* **Data excerpts**
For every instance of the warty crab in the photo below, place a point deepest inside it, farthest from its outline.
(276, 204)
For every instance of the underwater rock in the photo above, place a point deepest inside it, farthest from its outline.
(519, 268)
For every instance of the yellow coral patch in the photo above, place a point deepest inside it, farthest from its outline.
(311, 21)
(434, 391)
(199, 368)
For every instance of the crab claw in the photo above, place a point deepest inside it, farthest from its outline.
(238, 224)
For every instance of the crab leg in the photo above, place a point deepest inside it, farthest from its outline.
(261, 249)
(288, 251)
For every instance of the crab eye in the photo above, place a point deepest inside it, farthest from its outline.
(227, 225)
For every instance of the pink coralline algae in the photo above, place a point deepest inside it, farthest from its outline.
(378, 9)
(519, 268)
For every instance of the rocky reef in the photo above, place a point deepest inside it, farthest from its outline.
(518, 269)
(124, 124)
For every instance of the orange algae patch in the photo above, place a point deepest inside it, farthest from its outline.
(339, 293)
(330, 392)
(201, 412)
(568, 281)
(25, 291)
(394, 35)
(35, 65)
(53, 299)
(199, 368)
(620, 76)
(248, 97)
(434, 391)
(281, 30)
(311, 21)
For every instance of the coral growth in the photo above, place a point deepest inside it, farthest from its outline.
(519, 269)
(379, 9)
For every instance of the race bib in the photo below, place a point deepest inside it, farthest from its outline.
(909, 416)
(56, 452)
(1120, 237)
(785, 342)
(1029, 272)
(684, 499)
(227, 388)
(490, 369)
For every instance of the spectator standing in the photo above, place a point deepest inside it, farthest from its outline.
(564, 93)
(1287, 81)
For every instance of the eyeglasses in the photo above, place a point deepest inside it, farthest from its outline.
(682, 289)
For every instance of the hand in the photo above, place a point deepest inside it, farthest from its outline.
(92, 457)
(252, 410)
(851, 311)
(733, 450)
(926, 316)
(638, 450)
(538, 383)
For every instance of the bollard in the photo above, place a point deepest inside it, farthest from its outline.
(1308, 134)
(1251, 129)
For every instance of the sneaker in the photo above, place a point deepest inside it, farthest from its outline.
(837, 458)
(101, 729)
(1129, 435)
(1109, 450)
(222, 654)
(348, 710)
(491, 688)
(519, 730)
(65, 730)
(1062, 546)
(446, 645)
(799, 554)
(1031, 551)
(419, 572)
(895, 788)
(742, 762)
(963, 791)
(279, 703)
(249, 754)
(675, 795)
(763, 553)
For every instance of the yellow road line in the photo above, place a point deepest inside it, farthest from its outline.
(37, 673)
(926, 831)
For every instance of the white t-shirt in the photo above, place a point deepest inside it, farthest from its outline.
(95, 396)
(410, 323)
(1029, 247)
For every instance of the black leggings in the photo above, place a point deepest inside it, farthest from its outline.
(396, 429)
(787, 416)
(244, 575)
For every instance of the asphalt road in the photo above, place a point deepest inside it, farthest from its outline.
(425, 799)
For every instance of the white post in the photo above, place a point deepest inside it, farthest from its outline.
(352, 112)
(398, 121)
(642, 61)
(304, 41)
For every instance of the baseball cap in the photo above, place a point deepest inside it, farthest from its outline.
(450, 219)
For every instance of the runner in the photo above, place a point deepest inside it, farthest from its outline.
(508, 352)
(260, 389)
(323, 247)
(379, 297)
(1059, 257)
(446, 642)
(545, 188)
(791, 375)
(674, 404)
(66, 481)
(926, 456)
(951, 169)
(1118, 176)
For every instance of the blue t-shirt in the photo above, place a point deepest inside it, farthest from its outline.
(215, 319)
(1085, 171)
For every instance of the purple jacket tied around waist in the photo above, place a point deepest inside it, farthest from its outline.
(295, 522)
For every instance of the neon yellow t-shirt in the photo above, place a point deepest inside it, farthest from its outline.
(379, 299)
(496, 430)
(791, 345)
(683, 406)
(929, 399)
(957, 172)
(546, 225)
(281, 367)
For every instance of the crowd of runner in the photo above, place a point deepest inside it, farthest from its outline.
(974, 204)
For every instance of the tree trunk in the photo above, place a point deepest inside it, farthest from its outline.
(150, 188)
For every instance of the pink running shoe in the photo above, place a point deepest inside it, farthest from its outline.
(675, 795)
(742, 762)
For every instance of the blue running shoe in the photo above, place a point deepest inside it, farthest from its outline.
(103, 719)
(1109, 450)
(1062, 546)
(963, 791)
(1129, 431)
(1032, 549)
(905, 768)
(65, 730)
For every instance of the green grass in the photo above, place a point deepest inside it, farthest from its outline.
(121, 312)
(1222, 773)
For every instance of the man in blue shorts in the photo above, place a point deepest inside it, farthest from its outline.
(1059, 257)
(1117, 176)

* **TASK ITEM**
Repeat exactly, and only, the lines from the line containing "For every instance of the man" through the last line of the records above, both included.

* **ANSWER AREA**
For every instance of the man in blue shorts in the photo above, place a point deepest inside it, farthest from its outline.
(1059, 257)
(1117, 176)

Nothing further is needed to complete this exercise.